Records drawn from a dataset:
╭──

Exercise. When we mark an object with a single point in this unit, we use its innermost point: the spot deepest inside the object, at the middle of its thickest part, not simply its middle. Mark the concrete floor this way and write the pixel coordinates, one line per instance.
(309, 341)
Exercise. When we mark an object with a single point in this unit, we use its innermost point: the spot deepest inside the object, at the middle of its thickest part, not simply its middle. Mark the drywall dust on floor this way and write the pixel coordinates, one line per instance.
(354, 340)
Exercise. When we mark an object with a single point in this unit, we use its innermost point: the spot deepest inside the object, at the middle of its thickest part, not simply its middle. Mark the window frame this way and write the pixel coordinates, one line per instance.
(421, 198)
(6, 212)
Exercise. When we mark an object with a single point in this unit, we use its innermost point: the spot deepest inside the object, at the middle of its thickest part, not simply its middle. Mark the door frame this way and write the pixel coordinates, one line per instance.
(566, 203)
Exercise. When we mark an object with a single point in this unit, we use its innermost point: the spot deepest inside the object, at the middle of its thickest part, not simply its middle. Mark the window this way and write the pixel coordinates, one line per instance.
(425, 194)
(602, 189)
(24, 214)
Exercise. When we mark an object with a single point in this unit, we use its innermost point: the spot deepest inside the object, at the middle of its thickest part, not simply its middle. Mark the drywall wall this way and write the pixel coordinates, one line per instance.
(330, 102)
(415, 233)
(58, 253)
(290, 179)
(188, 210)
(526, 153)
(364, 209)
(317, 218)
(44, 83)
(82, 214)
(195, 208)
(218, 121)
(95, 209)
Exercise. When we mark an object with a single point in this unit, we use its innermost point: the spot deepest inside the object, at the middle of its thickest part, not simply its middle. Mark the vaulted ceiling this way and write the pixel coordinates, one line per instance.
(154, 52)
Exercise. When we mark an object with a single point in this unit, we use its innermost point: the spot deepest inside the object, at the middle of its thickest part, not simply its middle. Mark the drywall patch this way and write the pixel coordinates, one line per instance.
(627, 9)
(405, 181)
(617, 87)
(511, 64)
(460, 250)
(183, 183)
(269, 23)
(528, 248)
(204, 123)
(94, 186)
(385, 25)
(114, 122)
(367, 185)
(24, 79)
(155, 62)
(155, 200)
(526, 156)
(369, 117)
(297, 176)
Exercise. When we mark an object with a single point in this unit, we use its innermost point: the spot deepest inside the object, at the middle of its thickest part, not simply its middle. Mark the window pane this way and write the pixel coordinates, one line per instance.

╰──

TASK TO COMPLETE >> Please transcribe the records in full, keeping every word as it is.

EXPECTED ANSWER >>
Exercise. When we mark an object with a single point in this unit, we use its innermost point: the spot deepest inside the object, at the middle of its thickest part, not simply its middle. Mark the concrete floor this way and write the pixel coordinates, one line per instance.
(309, 341)
Exercise. When we mark an object with a single point in this unit, we use its innermost point: the spot deepest inside the object, at the middle of its thickest part, not simply its middle. Mark the drywall dust on floor this way and write the pixel coordinates, one line per instance.
(354, 340)
Exercise. When we mark an object with a single point in this unit, we use its innermost point: the spot deepest inside the object, at the middle of its thickest part, not simply its middle. Mark the window frame this way and write the pixel coordinates, one line per instance.
(421, 198)
(6, 212)
Exercise. When we mark an object with a single point in this unit, we use its innermost point: the spot deepest inside the object, at the middle of its thickest part, not simply its middle. Mark the door frame this way and write the pixel coordinates, one line per instance.
(566, 203)
Exercise. When we mark an object with a single point in this unit, we use its innermost point: the spot deepest inside the object, at the middle of its thickest part, not simply its middle. Mark the window this way and write the pixel coordinates, one line per instance.
(425, 194)
(602, 189)
(24, 214)
Exercise. When we mark an object with a single point in this unit, we use its innermost point: the spot deepest inside the object, at the middle of its thickest part, not simply its middle. Mark the drywall wall this way and write the pixel coordinates, one line per instance.
(330, 102)
(415, 233)
(58, 253)
(290, 179)
(188, 210)
(526, 153)
(364, 209)
(317, 218)
(44, 83)
(82, 214)
(195, 208)
(218, 121)
(95, 209)
Exercise. When we mark an object with a single point in this unit, we use its innermost point: the spot deepest inside the object, at the middle of its thickest part, not simply its middle. Mark the vaulted ceiling this way and write the pixel coordinates, one line per instance.
(154, 52)
Exercise. When we mark an object with a single point in this unit, we use its innermost point: the spot deepest inside the object, at the middle of its thickest part, not simply its middle. Mark the drywall patch this way and write the pixel coordinates, one line per instance.
(627, 9)
(405, 181)
(617, 87)
(511, 64)
(460, 250)
(183, 183)
(269, 23)
(528, 248)
(204, 123)
(94, 186)
(385, 25)
(114, 122)
(367, 185)
(24, 79)
(155, 62)
(155, 200)
(526, 156)
(369, 117)
(297, 176)
Exercise. When we mark an object with a single point in this unit, we use its innermost point: the spot deepest inside the object, at the middle of its thickest part, not simply its middle. Mark the window pane this way and write the pixel coordinates, one line per instance.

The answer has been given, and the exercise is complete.